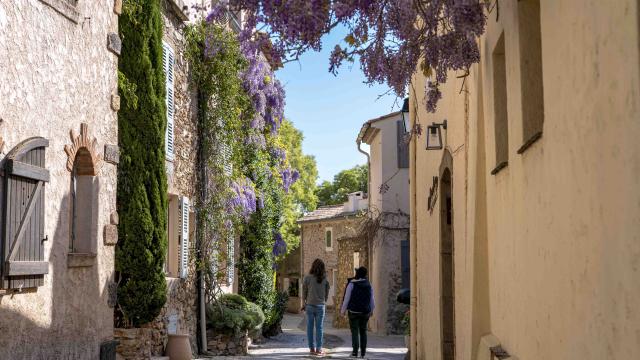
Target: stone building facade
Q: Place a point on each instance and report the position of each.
(388, 233)
(57, 293)
(524, 229)
(179, 314)
(322, 230)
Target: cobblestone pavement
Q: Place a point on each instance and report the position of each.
(292, 343)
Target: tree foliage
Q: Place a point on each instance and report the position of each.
(301, 196)
(246, 171)
(345, 182)
(390, 39)
(142, 183)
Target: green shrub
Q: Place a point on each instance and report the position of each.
(273, 325)
(142, 182)
(233, 313)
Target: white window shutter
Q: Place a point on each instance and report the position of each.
(226, 158)
(231, 259)
(184, 244)
(168, 62)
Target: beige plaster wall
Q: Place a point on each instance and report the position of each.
(547, 250)
(384, 169)
(56, 75)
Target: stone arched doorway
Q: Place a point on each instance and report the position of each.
(447, 265)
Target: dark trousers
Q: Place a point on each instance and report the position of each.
(358, 324)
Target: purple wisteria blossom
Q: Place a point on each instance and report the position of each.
(279, 153)
(243, 201)
(390, 38)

> [AIM OF THE EXERCISE]:
Work out how many lines of the listing above include "Target". Answer with the number and nothing more.

> [EXERCISE RESPONSE]:
9